== The exercise ==
Can you rewrite this material with "query phrase" replaced by "target phrase" everywhere it occurs and everything else unchanged?

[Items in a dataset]

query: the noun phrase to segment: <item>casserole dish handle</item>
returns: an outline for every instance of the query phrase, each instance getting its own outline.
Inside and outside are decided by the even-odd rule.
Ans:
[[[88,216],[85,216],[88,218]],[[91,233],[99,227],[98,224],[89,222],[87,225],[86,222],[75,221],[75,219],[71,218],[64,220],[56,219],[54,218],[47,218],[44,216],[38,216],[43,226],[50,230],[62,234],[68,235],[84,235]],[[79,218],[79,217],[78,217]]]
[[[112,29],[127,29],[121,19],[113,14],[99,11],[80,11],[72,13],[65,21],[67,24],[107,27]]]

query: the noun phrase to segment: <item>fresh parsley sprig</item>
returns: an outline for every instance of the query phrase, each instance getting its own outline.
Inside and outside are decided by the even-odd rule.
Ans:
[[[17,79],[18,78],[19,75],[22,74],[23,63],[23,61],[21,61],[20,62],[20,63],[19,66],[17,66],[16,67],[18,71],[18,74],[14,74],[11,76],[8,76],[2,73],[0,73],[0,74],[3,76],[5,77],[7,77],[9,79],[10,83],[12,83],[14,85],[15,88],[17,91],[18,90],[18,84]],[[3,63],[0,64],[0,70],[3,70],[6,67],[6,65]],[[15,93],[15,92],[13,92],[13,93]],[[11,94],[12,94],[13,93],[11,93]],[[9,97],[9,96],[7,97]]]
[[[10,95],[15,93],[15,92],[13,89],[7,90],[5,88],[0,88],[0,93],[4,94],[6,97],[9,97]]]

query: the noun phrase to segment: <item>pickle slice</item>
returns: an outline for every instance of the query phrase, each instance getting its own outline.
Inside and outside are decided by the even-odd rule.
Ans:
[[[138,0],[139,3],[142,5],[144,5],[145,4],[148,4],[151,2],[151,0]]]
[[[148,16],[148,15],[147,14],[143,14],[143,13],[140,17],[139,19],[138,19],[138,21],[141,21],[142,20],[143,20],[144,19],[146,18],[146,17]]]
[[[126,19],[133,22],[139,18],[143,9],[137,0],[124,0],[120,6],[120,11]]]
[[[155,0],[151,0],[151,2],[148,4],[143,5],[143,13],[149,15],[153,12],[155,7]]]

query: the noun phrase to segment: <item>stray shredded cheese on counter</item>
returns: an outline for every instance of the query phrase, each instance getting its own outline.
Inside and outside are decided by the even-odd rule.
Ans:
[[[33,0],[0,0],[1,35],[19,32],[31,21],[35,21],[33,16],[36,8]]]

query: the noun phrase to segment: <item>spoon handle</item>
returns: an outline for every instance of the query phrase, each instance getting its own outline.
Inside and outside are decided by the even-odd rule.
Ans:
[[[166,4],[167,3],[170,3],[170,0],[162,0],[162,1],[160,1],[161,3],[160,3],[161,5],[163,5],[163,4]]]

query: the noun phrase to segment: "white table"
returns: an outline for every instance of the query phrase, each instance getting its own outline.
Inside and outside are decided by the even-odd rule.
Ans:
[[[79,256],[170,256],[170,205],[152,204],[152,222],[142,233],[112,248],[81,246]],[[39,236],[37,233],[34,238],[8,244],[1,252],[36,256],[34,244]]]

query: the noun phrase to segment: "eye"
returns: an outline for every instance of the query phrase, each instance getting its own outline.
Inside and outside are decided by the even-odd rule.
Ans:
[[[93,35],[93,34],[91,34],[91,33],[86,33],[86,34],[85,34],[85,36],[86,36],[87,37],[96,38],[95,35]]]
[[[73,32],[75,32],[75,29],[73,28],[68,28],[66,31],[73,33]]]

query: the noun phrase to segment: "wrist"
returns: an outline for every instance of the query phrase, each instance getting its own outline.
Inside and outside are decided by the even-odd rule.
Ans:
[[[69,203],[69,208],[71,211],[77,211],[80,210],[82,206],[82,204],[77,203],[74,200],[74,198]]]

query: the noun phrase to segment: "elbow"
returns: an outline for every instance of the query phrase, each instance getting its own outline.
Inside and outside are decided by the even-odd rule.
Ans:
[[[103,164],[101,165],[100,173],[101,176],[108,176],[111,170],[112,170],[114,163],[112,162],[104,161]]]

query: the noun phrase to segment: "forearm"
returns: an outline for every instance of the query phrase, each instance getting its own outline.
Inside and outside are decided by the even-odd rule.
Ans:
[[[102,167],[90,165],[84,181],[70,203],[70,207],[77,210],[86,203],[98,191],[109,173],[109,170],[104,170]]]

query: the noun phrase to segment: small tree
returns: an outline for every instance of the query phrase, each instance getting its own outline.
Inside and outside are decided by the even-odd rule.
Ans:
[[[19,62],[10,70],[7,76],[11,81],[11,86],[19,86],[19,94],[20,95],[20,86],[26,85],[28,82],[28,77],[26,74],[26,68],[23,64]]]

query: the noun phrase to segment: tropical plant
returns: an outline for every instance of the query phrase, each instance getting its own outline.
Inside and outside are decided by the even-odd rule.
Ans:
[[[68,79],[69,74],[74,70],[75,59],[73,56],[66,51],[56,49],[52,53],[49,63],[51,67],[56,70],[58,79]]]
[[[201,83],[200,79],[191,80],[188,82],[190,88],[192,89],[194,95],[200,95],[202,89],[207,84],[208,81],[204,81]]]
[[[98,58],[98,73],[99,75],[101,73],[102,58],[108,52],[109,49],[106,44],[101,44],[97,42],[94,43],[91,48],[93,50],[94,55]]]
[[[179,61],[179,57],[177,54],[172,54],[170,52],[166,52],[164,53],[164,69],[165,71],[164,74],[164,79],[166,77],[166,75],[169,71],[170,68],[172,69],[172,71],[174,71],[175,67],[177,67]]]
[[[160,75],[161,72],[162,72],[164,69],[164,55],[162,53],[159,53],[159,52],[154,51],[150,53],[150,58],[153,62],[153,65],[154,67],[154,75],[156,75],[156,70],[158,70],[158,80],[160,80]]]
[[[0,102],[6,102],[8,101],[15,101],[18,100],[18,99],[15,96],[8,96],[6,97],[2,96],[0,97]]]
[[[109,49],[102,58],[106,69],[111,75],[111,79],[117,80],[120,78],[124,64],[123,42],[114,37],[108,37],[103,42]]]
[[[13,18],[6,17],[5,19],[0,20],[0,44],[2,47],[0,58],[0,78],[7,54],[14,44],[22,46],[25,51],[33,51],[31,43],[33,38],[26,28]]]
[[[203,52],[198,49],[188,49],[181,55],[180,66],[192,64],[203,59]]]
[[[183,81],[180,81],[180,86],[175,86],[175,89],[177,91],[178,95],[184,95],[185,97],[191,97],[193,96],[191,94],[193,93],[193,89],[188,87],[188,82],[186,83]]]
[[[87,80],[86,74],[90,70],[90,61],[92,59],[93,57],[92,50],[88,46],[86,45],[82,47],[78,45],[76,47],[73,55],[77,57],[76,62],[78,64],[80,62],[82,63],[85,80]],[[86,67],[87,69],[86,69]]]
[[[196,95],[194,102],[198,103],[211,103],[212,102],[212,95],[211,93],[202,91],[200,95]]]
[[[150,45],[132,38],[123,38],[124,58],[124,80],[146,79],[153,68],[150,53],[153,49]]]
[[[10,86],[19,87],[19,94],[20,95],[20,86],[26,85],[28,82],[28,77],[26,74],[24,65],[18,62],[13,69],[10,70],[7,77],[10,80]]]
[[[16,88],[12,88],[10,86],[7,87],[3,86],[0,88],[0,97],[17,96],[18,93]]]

== Exercise answer ==
query: the noun phrase to segment: <item>casserole dish handle</item>
returns: an outline for every instance of the target phrase, each instance getting its own outline.
Inside and outside are decided by the even-odd rule.
Ans:
[[[88,216],[85,216],[88,218]],[[91,233],[99,227],[98,224],[89,222],[87,225],[86,222],[75,221],[75,219],[71,218],[64,220],[56,219],[54,218],[47,218],[44,216],[38,216],[43,226],[50,230],[62,234],[68,235],[84,235]],[[79,218],[79,217],[78,217]]]
[[[112,29],[127,29],[121,19],[113,14],[99,11],[80,11],[72,13],[65,21],[67,24],[107,27]]]

query: the noun phrase to segment: <item>fresh parsley sprig</item>
returns: an outline for every instance of the target phrase, each instance getting its own outline.
Inside and outside are decided by the even-odd rule.
Ans:
[[[17,79],[18,78],[19,75],[22,74],[23,63],[23,61],[21,61],[20,62],[20,63],[19,66],[17,66],[16,67],[18,71],[18,74],[14,74],[11,76],[8,76],[2,73],[0,73],[0,74],[3,76],[5,77],[7,77],[9,79],[10,83],[12,83],[14,85],[15,88],[17,91],[18,90],[18,84]],[[3,63],[0,64],[0,70],[3,70],[6,67],[6,65]],[[15,93],[15,92],[13,92],[13,93]],[[11,94],[12,94],[13,93],[11,93]],[[9,97],[9,96],[7,97]]]
[[[10,95],[15,93],[15,92],[13,89],[7,90],[5,88],[0,88],[0,93],[4,94],[6,97],[9,97]]]

query: the noun phrase to segment: <item>pickle slice</item>
returns: an outline for every instance of the target phrase, each instance getting its own outline.
Inside and outside are decided by the even-odd rule.
Ans:
[[[138,0],[139,3],[142,5],[144,5],[145,4],[148,4],[151,2],[151,0]]]
[[[148,16],[148,15],[147,14],[143,14],[143,13],[140,17],[139,19],[138,19],[138,21],[141,21],[142,20],[143,20],[144,19],[146,18],[146,17]]]
[[[126,19],[133,22],[139,18],[143,9],[137,0],[124,0],[120,6],[120,11]]]
[[[155,0],[151,0],[151,2],[148,4],[143,5],[143,13],[149,15],[153,12],[155,7]]]

query: the noun phrase to segment: <item>stray shredded cheese on counter</item>
returns: an outline for every instance of the target phrase, each instance getting its own outline.
Inside and outside are decided by the even-odd rule.
Ans:
[[[33,0],[0,0],[1,35],[19,32],[31,21],[35,21],[33,16],[36,8]]]

query: the noun phrase to segment: <item>spoon handle</item>
returns: an outline for every instance of the target phrase, each instance getting its own outline.
Inside and outside are decided by the even-odd rule.
Ans:
[[[166,4],[167,3],[170,3],[170,0],[162,0],[162,1],[160,1],[161,3],[160,3],[161,5],[163,5],[163,4]]]

query: the noun phrase to segment: "white table"
returns: an outline for every instance of the target phrase, each instance getting its own outline.
Inside and outside are decided by the even-odd rule.
Ans:
[[[79,256],[170,256],[170,205],[152,204],[152,222],[142,233],[112,248],[81,246]],[[39,236],[37,233],[34,238],[8,244],[1,252],[36,256],[34,244]]]

query: the noun phrase to segment: "eye"
returns: an outline for every instance of the target phrase, each instance getting its own outline.
Inside and outside are decided by the even-odd rule.
Ans:
[[[93,35],[93,34],[91,34],[91,33],[86,33],[86,34],[85,34],[85,36],[86,36],[87,37],[96,38],[95,35]]]
[[[73,32],[75,32],[75,29],[73,28],[68,28],[66,31],[73,33]]]

query: the noun phrase to segment: "wrist"
returns: an outline for every instance of the target phrase, each instance getting its own outline.
Inside and outside are decided by the even-odd rule.
Ans:
[[[69,203],[69,208],[71,211],[77,211],[80,210],[82,206],[82,204],[77,203],[74,200],[74,198]]]

query: the noun phrase to segment: "elbow"
returns: an outline for every instance of the target phrase, each instance getting its own outline.
Inside and outside are decided by the even-odd rule.
Ans:
[[[103,164],[101,165],[100,173],[101,176],[108,176],[111,170],[112,170],[114,163],[112,162],[104,161]]]

query: the noun phrase to segment: "forearm"
returns: an outline for every instance of the target phrase, each instance getting its own outline.
Inside and outside are decided by the even-odd rule.
Ans:
[[[102,167],[90,165],[84,181],[70,203],[70,207],[77,210],[86,203],[98,191],[109,173],[109,170],[104,170]]]

query: the noun phrase to segment: small tree
returns: an outline for every instance of the target phrase, each instance getting its own outline.
Inside and outside are decided by the even-odd rule.
Ans:
[[[19,62],[10,70],[7,76],[11,81],[11,86],[19,86],[19,94],[20,95],[20,86],[26,85],[28,82],[28,77],[26,74],[26,68],[23,64]]]

query: the noun phrase to segment: tropical plant
returns: an outline for every instance of the target phrase, each instance getting its own outline.
Inside and outside are decided by the even-odd rule.
Ans:
[[[68,79],[69,74],[74,70],[75,59],[73,56],[66,51],[56,49],[52,53],[49,63],[51,67],[56,70],[58,79]]]
[[[201,83],[200,79],[191,80],[188,82],[190,88],[192,89],[194,95],[200,95],[202,89],[207,84],[208,81],[204,81]]]
[[[98,58],[98,73],[99,75],[101,73],[102,58],[108,52],[109,49],[106,44],[101,44],[97,42],[94,43],[91,48],[93,50],[94,55]]]
[[[179,61],[179,57],[177,54],[172,54],[170,52],[166,52],[164,53],[164,69],[165,71],[164,74],[164,79],[166,77],[166,75],[169,71],[170,68],[172,69],[172,71],[174,71],[175,67],[177,67]]]
[[[160,75],[161,72],[162,72],[164,69],[164,55],[162,53],[159,53],[159,52],[154,51],[150,53],[150,58],[153,62],[153,65],[154,67],[154,75],[156,75],[156,70],[158,70],[158,80],[160,80]]]
[[[0,102],[6,102],[8,101],[15,101],[18,100],[18,99],[15,96],[8,96],[6,97],[2,96],[0,97]]]
[[[109,49],[102,58],[106,69],[111,75],[111,79],[117,80],[120,78],[124,64],[123,42],[114,37],[108,37],[103,42]]]
[[[13,18],[6,17],[5,19],[0,20],[0,44],[2,47],[0,58],[0,78],[7,54],[14,44],[22,46],[25,51],[33,51],[31,43],[33,38],[26,28]]]
[[[203,52],[198,49],[188,49],[181,55],[180,66],[192,64],[203,59]]]
[[[183,81],[180,81],[180,86],[175,86],[175,89],[177,91],[178,95],[184,95],[185,97],[191,97],[193,96],[191,94],[193,93],[193,89],[188,87],[188,82],[186,83]]]
[[[87,80],[86,74],[90,70],[90,61],[92,59],[93,57],[92,50],[88,46],[86,45],[82,47],[78,45],[76,47],[73,55],[77,57],[76,62],[78,64],[80,62],[82,63],[85,80]],[[86,67],[87,69],[86,69]]]
[[[196,95],[194,102],[198,103],[211,103],[212,102],[212,95],[211,93],[202,91],[200,95]]]
[[[150,45],[132,38],[123,38],[124,58],[124,80],[146,79],[153,68],[150,53],[153,49]]]
[[[10,86],[19,87],[19,94],[20,95],[20,86],[26,85],[28,82],[28,77],[26,74],[24,65],[18,62],[13,69],[10,70],[7,77],[10,80]]]
[[[16,88],[12,88],[10,86],[7,87],[3,86],[0,88],[0,97],[17,96],[18,93]]]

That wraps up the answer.